The records follow. Filter them to the lines that hold "grass".

* Exercise input *
________________________
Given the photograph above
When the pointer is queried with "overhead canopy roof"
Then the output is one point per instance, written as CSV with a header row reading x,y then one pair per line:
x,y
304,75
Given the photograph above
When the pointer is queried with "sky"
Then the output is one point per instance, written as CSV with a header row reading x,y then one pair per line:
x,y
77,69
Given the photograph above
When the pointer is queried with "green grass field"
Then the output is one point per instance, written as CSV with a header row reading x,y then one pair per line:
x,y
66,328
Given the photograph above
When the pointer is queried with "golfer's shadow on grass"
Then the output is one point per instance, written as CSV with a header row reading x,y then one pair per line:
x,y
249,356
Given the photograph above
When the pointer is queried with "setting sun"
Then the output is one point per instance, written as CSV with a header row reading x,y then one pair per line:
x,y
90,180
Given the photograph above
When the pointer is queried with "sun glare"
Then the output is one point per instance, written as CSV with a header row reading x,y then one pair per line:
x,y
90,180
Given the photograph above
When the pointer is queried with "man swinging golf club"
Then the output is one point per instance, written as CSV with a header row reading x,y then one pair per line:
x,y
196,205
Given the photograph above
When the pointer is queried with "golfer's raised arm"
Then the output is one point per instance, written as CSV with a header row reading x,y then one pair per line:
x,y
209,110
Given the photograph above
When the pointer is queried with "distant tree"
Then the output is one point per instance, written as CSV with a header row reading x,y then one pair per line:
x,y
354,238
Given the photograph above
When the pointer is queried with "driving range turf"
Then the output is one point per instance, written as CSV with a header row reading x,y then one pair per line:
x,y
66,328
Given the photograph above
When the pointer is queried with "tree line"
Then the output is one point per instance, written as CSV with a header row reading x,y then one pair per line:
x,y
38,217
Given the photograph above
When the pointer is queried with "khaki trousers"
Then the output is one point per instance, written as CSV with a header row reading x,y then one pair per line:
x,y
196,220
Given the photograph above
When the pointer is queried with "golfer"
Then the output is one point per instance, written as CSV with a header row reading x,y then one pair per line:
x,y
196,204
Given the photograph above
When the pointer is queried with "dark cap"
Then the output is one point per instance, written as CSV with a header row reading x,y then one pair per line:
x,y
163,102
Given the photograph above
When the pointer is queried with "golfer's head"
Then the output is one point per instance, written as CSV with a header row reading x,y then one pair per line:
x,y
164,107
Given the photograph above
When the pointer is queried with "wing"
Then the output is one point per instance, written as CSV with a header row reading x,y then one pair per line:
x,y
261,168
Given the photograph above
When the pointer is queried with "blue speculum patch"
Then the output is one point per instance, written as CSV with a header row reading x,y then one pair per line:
________________________
* Answer for the task *
When the pointer is queried with "green grass field"
When the pointer is queried with "golfer's shadow on grass"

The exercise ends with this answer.